Pull out every line in the rows below that contains the word "dock". Case counts.
======== Material
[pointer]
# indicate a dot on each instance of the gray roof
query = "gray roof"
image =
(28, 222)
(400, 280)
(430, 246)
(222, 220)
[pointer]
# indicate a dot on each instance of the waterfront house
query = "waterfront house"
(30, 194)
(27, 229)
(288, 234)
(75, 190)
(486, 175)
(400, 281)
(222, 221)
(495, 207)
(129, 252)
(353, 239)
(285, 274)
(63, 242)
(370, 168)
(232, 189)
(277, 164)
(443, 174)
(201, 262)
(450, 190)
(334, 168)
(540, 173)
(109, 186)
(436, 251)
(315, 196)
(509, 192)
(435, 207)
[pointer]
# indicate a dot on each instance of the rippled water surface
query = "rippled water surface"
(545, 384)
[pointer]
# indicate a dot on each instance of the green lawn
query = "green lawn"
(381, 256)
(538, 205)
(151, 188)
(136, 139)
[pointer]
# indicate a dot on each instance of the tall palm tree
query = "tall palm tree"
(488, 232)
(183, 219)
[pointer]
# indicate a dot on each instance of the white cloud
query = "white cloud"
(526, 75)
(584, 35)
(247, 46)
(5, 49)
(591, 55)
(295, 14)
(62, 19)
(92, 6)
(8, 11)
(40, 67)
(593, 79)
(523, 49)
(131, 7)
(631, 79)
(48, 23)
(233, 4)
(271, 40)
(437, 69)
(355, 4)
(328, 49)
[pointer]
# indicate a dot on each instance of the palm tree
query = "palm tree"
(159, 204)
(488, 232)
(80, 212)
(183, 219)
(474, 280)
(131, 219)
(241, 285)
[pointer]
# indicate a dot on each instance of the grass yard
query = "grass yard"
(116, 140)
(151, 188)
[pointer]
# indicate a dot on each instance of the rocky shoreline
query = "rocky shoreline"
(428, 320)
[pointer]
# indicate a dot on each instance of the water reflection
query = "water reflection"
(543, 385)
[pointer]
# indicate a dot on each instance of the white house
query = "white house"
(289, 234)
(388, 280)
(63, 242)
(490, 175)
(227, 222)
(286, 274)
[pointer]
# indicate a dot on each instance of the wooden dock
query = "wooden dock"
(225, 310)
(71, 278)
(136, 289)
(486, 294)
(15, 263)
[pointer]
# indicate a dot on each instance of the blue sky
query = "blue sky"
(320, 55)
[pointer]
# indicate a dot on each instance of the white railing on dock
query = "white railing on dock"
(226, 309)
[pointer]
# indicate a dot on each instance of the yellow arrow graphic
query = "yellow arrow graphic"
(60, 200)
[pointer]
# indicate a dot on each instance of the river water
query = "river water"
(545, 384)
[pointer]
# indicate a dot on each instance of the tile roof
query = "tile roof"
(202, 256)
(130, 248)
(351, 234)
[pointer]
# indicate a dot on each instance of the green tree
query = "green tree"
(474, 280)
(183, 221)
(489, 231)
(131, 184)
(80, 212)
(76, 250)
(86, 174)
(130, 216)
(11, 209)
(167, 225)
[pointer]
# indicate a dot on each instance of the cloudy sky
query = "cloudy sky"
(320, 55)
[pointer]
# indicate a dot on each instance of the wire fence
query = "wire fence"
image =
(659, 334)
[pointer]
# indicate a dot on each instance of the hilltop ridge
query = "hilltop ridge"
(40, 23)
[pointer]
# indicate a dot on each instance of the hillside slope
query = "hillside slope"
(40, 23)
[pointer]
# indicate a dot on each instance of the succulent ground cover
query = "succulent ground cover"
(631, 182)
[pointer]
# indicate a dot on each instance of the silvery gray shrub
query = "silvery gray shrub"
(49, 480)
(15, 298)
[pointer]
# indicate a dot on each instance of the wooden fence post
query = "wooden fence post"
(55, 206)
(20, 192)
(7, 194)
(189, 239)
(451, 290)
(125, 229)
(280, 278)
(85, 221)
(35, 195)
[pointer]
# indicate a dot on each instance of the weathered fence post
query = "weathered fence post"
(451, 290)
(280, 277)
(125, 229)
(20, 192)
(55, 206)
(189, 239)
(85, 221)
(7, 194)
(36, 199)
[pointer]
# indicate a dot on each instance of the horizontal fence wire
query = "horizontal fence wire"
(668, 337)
================
* [Correct result]
# indicate a dot on each instance of the wooden dock
query = "wooden dock"
# indicate a dot on each instance of the white railing on dock
query = "white railing on dock"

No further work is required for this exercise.